Aufgaben zum Material:
- A) Erkläre in ein bis drei Sätzen anhand des Textes über Starigrad, weshalb es dort abends keine lästigen Mücken gab.
- B) Nenne alles, was es laut dem Satz „Hier gab es (und gibt es noch immer) ein paar gemütliche kleine Gasthäuser …“ im Text über Starigrad nicht gab.
- C) Führe den Text über Starigrad im Anschluss an seinen letzten Satz weiter.

Lesetext:
———
Ein, für mich leider nicht sehr erfreuliches, Erlebnis möchte ich euch hier noch erzählen. Es war im Sommer 1988. Im Vorjahr hatte ich meine staatliche Prüfung zum Lehrwart Alpin mit Auszeichnung bestanden.
Kletterurlaub:
Starigrad: Der Inbegriff eines alten romantischen jugoslawischen Dorfes. Hier war alles noch echt. Hier gab es (und gibt es noch immer) ein paar gemütliche kleine Gasthäuser mit freundlichen Kellnern, hier gab es vor allem keinen Stress, keine Straßenbeleuchtung, und auch kein Wasser für Tee oder Kaffee auch keines zum waschen und abends keine lästigen Mücken. Denn diese wurden nämlich, durch das all abendliche Verbrennen des Hausmülls direkt am Straßenrand, verscheucht. Es gab hier damals nämlich noch keine Müllabfuhr. Diese glosenden Feuer stanken dann aufs grausamste zum Himmel, so dass man oft auch keinen Menschen auf der Straße sah.
Aber es gibt dort das Kletter- El Dorado Velebit.
Ende Juli 1988 fuhren wir auf Urlaub in dieses schöne Starigrad Paklenica. Denn als Kletterer musste auch ich einmal dort gewesen sein. Es sollte unser erster Campingurlaub in Jugoslawien werden.
Mit Monika und meinen beiden Töchtern bezogen wir unser Igluzelt an dem spartanischen Campingplatz. Auf Grund der fehlenden Ortswasserleitung bezog man das nötige Wasser von einem kleinen Bach aus der Velebitschlucht. Jeden Sommer herrschte hier Wasserknappheit. Wer hier am Campingplatz nicht schon um 6:00 Uhr morgens duschen ging (kalt natürlich) blieb den ganzen Tag verschwitzt. Wasser gab es erst wieder am nächsten Morgen.
———
Einträge aus einem Datensatz:
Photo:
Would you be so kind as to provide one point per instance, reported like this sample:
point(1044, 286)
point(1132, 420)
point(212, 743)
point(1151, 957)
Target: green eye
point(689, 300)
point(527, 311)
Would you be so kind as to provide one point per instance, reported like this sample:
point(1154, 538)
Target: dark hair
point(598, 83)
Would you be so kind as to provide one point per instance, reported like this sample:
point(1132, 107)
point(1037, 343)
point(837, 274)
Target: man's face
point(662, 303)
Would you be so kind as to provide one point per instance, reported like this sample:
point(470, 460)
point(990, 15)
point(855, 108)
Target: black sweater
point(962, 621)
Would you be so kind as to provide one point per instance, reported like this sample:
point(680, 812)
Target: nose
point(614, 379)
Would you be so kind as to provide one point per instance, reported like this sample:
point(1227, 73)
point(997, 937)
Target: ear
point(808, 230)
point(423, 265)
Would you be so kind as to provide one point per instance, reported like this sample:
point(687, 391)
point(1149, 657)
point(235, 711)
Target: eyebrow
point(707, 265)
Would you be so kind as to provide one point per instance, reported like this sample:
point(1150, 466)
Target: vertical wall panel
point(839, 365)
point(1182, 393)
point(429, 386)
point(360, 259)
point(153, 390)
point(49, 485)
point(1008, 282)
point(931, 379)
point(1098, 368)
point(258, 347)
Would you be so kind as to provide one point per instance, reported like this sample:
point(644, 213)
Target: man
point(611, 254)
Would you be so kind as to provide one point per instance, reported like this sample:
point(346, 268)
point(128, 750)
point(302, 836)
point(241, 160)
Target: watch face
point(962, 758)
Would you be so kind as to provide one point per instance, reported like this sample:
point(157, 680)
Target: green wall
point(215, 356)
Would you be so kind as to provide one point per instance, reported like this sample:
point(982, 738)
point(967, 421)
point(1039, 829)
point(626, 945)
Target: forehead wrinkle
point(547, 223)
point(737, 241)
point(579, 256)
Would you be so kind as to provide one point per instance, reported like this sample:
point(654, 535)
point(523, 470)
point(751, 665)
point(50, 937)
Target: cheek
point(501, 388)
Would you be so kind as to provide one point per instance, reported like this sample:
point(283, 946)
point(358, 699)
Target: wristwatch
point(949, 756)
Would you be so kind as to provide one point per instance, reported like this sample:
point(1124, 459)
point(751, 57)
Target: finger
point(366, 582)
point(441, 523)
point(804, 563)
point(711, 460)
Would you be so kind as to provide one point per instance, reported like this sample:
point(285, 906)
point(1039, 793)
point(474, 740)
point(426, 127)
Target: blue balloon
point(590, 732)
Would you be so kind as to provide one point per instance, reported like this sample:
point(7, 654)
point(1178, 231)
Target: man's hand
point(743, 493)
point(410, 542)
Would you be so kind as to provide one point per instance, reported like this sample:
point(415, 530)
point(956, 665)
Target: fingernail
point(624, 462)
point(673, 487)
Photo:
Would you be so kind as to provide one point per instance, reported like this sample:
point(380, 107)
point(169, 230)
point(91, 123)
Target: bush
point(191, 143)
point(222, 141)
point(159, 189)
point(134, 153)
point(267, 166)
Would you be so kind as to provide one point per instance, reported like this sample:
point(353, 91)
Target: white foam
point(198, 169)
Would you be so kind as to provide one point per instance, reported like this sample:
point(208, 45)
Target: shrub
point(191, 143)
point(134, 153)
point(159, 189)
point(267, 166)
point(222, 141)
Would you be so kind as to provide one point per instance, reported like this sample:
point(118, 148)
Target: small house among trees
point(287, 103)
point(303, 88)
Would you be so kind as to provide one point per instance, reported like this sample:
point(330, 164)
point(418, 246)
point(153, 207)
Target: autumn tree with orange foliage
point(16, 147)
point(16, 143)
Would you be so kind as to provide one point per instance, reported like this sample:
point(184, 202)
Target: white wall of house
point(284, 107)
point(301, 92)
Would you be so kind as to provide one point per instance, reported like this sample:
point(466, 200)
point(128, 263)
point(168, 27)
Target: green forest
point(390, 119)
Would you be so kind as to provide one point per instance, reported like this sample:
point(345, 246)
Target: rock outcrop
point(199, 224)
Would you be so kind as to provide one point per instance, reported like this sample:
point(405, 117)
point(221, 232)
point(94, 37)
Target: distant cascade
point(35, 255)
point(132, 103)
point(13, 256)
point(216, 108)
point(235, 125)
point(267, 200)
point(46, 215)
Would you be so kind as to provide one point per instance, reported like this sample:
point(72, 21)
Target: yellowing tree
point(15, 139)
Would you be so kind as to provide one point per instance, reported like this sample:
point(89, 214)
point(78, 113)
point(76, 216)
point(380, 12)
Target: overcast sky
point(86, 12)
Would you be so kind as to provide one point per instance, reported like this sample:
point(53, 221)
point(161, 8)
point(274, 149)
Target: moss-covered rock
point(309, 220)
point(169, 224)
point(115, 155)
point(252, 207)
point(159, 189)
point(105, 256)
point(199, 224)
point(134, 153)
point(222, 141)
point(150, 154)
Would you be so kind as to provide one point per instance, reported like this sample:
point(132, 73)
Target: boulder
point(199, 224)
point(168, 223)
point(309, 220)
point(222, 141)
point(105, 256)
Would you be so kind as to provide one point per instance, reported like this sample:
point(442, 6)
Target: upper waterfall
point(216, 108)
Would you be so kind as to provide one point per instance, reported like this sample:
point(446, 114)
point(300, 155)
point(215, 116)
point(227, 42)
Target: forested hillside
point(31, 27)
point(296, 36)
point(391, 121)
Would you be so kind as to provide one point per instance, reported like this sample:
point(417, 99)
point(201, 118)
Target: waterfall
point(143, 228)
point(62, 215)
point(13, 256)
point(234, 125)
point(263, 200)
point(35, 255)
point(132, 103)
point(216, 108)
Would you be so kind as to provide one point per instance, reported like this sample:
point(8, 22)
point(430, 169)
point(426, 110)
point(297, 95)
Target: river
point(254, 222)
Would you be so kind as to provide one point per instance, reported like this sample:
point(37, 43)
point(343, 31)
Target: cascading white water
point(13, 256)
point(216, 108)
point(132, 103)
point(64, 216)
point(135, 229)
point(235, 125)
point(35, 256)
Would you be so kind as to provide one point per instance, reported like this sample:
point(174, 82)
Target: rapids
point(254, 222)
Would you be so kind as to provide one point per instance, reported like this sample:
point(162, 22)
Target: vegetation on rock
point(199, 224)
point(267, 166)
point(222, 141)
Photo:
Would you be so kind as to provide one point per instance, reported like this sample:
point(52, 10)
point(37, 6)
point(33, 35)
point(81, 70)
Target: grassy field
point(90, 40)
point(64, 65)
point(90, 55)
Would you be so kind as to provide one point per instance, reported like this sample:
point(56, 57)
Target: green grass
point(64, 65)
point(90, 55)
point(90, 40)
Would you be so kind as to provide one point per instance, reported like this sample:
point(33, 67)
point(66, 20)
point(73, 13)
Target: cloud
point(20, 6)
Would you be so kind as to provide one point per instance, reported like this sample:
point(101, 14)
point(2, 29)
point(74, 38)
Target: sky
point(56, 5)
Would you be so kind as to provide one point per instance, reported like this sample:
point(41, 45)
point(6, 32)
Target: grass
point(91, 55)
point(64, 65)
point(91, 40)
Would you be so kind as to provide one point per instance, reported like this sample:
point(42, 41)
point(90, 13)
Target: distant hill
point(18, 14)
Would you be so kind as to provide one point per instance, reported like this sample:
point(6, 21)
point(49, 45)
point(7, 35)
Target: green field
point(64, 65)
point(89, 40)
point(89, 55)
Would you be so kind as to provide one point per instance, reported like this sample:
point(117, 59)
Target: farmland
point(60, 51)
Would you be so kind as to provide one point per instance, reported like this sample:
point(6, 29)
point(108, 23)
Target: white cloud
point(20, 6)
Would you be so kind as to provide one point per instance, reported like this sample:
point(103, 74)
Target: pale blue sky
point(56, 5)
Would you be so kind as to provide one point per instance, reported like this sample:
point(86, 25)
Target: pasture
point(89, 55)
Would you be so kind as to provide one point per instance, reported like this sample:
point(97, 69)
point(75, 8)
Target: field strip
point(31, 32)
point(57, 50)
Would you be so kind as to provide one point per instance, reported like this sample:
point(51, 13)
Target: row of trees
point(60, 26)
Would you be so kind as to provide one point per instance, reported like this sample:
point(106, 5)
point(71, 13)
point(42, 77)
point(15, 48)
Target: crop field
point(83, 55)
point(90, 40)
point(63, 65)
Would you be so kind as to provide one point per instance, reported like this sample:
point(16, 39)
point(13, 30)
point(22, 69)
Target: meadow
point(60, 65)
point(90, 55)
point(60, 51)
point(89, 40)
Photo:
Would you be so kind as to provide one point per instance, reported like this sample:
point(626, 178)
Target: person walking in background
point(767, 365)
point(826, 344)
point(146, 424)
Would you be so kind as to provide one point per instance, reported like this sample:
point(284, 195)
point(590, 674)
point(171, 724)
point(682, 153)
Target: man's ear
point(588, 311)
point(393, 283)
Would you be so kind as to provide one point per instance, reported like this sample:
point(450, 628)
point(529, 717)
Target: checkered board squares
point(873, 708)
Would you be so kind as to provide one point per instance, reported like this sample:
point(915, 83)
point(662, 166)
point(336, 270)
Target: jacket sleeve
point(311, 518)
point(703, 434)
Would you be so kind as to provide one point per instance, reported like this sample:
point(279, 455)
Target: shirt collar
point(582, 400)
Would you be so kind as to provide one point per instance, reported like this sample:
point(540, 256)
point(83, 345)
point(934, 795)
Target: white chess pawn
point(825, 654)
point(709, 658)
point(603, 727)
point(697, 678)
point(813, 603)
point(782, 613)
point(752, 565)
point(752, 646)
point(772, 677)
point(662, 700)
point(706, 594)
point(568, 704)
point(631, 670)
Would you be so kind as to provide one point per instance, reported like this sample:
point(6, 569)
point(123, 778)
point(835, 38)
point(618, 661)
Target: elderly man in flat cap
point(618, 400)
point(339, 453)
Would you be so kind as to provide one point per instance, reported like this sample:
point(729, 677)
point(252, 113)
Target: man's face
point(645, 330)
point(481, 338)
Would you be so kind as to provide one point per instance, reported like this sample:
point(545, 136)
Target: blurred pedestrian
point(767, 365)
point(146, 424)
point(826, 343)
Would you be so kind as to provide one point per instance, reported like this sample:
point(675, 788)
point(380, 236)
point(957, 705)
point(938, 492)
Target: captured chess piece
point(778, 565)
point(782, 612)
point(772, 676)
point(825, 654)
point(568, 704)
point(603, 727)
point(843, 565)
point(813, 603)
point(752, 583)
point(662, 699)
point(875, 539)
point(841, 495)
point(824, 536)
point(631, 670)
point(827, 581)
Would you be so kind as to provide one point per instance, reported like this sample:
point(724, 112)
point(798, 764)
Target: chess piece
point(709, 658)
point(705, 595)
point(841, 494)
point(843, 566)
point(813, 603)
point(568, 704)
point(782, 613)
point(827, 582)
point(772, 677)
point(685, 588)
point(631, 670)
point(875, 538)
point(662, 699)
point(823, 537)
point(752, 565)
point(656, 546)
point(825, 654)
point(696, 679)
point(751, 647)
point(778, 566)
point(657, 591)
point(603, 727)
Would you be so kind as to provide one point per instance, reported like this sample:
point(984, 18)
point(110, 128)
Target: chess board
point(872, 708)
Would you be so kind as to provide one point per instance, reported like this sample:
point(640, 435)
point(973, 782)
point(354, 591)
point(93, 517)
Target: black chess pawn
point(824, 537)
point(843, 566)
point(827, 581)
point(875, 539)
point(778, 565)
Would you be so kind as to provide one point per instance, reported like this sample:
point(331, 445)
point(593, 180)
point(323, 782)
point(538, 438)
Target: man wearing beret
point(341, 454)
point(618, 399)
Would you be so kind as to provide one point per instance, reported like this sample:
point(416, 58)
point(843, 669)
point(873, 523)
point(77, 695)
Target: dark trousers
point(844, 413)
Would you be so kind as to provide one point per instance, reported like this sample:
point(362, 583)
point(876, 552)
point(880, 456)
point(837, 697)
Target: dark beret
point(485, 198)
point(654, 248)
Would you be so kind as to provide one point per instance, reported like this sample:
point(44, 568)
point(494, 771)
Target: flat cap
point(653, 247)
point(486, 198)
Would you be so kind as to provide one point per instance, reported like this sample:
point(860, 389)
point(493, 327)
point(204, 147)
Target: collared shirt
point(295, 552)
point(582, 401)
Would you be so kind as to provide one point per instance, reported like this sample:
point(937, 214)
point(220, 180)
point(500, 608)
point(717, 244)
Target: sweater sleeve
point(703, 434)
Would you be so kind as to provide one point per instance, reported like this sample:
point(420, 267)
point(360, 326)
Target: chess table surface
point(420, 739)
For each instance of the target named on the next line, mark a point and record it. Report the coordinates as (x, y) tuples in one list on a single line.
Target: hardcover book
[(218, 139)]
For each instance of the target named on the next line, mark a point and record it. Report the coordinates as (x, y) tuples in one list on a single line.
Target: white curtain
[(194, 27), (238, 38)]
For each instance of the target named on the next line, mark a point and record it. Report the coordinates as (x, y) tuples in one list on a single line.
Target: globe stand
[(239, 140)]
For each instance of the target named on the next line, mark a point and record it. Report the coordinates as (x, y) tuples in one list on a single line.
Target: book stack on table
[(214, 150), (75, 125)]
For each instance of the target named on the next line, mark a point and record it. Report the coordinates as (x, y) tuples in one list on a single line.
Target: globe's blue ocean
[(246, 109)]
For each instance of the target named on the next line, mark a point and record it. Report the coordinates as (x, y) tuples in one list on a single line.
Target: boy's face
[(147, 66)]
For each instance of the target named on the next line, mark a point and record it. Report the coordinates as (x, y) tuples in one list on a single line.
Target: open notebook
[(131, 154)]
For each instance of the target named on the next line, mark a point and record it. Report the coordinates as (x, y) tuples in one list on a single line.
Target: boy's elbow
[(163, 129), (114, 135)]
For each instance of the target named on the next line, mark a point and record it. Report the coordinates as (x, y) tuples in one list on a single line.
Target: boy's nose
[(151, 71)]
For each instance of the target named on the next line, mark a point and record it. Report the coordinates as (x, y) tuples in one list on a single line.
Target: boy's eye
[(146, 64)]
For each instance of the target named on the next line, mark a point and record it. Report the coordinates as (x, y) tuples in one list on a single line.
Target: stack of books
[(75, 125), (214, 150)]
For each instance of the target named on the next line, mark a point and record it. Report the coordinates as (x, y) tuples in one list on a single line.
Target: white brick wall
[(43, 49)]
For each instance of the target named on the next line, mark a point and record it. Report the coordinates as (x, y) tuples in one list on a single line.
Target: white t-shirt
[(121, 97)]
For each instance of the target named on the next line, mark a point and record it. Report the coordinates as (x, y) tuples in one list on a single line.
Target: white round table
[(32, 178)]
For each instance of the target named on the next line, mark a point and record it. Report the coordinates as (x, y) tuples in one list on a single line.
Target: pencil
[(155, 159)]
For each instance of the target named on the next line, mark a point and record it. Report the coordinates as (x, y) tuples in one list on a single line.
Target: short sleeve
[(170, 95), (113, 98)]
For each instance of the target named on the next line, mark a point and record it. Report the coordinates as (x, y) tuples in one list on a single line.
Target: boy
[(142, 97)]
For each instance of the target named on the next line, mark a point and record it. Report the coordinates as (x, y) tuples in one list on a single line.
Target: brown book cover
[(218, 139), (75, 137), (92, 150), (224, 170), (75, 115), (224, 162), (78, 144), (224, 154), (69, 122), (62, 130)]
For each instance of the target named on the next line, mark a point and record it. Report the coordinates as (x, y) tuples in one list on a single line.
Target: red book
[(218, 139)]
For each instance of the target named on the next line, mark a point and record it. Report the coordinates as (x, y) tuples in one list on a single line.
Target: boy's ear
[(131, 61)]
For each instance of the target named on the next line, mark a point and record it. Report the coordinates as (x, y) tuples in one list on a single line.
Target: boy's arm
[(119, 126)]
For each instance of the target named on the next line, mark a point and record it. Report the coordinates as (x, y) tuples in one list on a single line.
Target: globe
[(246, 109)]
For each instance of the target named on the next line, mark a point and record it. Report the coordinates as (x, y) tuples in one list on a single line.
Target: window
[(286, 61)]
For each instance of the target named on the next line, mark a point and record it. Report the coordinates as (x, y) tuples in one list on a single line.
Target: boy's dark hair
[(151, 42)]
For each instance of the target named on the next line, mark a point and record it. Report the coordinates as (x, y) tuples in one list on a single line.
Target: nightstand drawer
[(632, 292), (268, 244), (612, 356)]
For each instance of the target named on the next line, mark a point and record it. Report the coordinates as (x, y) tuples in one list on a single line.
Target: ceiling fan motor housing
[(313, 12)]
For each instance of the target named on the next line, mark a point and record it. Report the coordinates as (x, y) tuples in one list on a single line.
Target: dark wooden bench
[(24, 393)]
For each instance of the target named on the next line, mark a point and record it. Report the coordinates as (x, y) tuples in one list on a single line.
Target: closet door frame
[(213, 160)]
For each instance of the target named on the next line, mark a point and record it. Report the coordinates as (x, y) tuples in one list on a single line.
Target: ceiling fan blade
———
Erwartete Ergebnisse:
- A) Jeden Abend wurde der Hausmüll direkt am Straßenrand verbrannt, und das verscheuchte die Mücken. Eine Müllabfuhr gab es damals dort noch nicht.

- B)
- Stress
- Straßenbeleuchtung
- Wasser für Tee oder Kaffee
- Wasser zum Waschen
- abends lästige Mücken

- C)
Hier lernte ich den Gruber Richard kennen, er war Ausbilder der österreichischen Heeresbergführer in der Kaserne St. Johann in Pongau. Mit ihm und seinem Vater wanderte ich am 3. August morgens in die Velebitschlucht zum klettern. Zu dritt kletterten wir eine etwas leichtere Route um den Fels näher kennen zu lernen.
Der Fels war sehr rau und übersät von Wasserrillen, die an den Graten äußerst scharf waren, aber traumhaft zum Klettern. Es war später Vormittag als Richards Vater sich zur Rückkehr entschloss. Wir hatten mittlerweile fast 40 Grad im Schatten. Richard und ich wollten noch eine Route klettern und kurz nach Mittag ebenfalls zurück sein. Wegen der Hitze blieben die Steinschlaghelme im Rucksack, ein fataler Fehler.
Wir waren schon kurz vor dem Ausstieg. Ich ging gerade voraus, das Gelände war relativ leicht. Trotzdem legte ich nach ca. 15 Metern einen Klemmkeil zur Zwischensicherung und stieg weiter.
Was dann anschließend geschah kann ich nur wie die Bilder eines Diavortrages wiedergeben. (Vermutlich hatte mich ein kleiner Stein am Kopf getroffen) Ich möchte gerade höher steigen: plötzlich ist es finster. Nächstes Bild: ich stehe mit dem Rücken zur Felswand, keine Gedanken. Nächstes Bild: ich falle kopfüber aus der Wand, ich habe keinen Schreck und auch keine Angst, einziger Gedanke: jetzt ist es also aus, eigentlich schade.
Ich bin ungefähr 12 Meter die Wand hinab gestürzt und habe, da die Kletterstrecke relativ leicht war, oftmals am Fels aufgeschlagen. Doch dessen war ich mir noch nicht bewusst.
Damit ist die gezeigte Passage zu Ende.